Stored dataset items
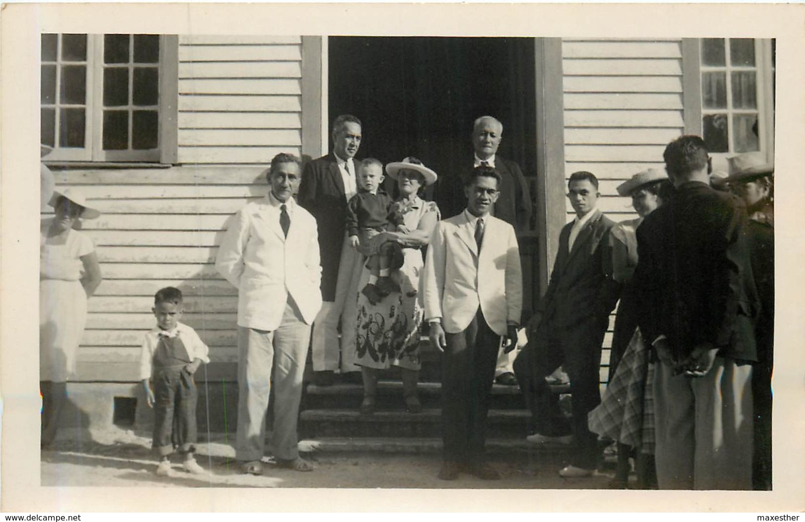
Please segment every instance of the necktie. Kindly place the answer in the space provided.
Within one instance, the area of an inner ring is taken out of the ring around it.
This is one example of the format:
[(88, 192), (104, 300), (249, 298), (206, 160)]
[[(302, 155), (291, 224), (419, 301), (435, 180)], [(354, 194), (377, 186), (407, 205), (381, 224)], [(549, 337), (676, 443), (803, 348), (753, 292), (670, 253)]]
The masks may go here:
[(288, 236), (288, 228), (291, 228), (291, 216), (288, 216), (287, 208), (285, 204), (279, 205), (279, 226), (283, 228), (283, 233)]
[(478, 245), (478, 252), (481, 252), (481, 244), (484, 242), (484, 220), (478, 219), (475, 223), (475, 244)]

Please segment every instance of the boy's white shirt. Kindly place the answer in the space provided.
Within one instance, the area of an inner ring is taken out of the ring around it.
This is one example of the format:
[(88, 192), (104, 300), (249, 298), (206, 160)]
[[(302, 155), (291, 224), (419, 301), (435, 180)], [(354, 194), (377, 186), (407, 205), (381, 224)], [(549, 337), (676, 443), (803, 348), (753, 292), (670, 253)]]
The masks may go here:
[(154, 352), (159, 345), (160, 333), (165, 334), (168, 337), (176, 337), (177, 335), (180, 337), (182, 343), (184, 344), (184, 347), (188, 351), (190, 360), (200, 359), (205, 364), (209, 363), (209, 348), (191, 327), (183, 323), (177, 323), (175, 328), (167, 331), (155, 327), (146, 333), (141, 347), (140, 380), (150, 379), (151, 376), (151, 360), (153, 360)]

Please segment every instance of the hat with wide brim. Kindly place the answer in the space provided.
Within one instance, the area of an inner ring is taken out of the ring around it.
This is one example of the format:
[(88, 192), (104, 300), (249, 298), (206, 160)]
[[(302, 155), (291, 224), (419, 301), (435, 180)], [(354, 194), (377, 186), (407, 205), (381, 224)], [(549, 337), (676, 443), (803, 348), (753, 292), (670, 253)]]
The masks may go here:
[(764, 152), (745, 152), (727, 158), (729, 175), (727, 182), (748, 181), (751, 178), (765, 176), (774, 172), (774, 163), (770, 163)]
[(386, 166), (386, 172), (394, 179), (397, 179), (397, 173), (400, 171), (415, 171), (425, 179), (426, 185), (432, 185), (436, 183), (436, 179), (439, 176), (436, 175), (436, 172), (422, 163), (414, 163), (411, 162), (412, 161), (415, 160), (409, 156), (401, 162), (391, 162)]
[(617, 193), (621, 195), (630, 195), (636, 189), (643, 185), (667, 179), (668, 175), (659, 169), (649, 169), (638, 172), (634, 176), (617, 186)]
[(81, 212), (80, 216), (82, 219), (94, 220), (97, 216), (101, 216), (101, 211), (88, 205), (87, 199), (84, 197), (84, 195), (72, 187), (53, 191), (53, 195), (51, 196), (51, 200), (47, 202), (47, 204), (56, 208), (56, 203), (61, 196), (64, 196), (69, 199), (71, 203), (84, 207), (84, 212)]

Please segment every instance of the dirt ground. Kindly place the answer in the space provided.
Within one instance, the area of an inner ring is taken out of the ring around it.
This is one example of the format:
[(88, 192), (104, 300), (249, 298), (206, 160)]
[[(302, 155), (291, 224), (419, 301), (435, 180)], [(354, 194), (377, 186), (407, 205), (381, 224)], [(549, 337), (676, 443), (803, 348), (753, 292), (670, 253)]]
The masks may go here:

Requirement: Render the data as a numbered list, running from its start through the line that contains "360), (153, 360)]", inclusive. Leave out blank lines and the pictures.

Response below:
1. Please segment every instance of the necktie. Kindly place the answer in the space provided.
2. Within one instance, the area of an inner ring is taken out of the ring around it.
3. This is one example of the format:
4. [(88, 192), (104, 300), (249, 298), (206, 160)]
5. [[(302, 155), (291, 224), (419, 301), (435, 180)], [(354, 194), (377, 186), (407, 205), (381, 224)], [(549, 337), (676, 443), (803, 348), (753, 292), (670, 253)]]
6. The masks may go here:
7. [(288, 236), (288, 228), (291, 228), (291, 216), (288, 216), (287, 208), (285, 204), (279, 205), (279, 226), (283, 228), (283, 233)]
8. [(478, 245), (478, 252), (481, 252), (481, 244), (484, 242), (484, 220), (478, 219), (475, 223), (475, 244)]
9. Please segment every instance of the boy's white shirt. Kindly place the answer in the space provided.
10. Within one instance, the area of an inner ring is taken out of the ring around it.
11. This is one example of the format:
12. [(88, 192), (104, 300), (249, 298), (206, 160)]
13. [[(302, 155), (291, 224), (419, 301), (435, 180)], [(354, 194), (377, 186), (407, 205), (381, 224)], [(549, 337), (676, 443), (803, 348), (753, 292), (670, 253)]]
14. The masks may go here:
15. [(154, 352), (159, 345), (160, 333), (165, 334), (168, 337), (176, 337), (177, 335), (180, 337), (182, 343), (184, 344), (184, 347), (188, 351), (190, 360), (200, 359), (205, 364), (209, 363), (209, 348), (191, 327), (183, 323), (177, 323), (175, 328), (167, 331), (155, 327), (146, 333), (141, 347), (140, 380), (150, 379), (151, 376), (151, 360), (153, 360)]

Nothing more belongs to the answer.